→ **TASK BRIEF**
Count the lines of the records below that contain the string "blurred", and give only that number.

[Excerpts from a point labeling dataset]
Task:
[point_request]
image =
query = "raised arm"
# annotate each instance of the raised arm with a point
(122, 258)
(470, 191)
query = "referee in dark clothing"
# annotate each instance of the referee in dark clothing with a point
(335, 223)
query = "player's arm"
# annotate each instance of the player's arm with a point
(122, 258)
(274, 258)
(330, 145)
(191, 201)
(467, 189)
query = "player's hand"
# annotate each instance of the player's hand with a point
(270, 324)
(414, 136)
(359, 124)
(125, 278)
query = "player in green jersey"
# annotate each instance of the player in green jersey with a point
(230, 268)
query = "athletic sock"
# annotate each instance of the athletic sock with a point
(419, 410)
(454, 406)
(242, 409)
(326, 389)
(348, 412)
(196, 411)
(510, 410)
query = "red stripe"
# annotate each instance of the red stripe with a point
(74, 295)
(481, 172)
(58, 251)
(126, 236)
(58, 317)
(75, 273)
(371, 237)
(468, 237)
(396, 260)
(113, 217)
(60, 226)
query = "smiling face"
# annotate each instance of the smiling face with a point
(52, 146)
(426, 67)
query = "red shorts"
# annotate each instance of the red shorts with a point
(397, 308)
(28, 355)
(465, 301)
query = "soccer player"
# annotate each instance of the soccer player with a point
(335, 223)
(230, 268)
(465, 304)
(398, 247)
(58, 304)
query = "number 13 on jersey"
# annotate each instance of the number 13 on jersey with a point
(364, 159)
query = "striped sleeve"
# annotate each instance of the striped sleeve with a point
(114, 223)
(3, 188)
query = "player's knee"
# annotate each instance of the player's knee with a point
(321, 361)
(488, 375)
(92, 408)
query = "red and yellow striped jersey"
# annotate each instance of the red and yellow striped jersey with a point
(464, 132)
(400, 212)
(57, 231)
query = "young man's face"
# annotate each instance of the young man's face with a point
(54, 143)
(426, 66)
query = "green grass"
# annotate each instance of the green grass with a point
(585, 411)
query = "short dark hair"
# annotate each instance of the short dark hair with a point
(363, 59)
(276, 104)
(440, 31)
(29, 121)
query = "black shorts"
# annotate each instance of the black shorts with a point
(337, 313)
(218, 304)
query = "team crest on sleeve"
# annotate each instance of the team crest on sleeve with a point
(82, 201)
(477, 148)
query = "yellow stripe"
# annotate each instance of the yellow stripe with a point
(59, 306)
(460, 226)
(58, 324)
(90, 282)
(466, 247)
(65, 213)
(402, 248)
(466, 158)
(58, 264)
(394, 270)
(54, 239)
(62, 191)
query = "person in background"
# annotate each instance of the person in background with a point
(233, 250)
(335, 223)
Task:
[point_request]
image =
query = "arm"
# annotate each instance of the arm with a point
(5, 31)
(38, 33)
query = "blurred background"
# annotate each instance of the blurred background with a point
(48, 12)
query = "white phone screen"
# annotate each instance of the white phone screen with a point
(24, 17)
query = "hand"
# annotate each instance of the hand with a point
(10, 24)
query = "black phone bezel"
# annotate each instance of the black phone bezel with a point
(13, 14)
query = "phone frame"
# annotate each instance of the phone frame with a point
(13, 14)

→ **SOLUTION FOR THIS EXERCISE**
2